> [SET PROBLEM]:
Copy out the records from the line containing "Which element in the image above corresponds to the twig?" down to the line containing "[72,621,147,675]", swapping "twig" for "thin branch" and changing nothing else. Give only those lines.

> [Records on locating named things]:
____

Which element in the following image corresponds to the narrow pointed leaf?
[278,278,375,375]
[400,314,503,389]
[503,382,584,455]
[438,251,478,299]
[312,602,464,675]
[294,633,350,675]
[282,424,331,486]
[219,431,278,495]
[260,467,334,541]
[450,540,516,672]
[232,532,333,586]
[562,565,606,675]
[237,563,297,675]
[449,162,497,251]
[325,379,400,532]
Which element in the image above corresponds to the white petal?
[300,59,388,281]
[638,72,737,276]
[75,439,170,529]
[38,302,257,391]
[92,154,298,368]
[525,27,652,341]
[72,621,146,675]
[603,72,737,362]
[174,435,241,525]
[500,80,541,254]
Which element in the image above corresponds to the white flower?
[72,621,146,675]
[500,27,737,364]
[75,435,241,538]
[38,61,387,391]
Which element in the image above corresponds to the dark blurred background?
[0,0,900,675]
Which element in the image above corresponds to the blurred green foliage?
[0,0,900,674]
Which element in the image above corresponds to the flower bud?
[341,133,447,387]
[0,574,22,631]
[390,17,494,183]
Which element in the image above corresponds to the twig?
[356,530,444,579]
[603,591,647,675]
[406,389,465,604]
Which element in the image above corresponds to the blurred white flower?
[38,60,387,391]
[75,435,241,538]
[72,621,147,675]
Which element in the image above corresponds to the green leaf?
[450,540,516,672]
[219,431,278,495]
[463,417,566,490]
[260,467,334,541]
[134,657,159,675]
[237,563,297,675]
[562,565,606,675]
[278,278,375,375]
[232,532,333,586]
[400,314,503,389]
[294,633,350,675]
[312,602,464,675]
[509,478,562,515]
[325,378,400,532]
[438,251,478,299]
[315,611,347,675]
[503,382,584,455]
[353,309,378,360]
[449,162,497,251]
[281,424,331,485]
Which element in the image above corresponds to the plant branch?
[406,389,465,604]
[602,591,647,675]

____

> [RESPONSE BELOW]:
Which element in the image above corresponds to the thin branch?
[356,530,444,579]
[603,591,647,675]
[406,389,465,604]
Which element in the image above corresponds to the blurred white flower?
[38,60,387,391]
[75,435,241,538]
[72,621,147,675]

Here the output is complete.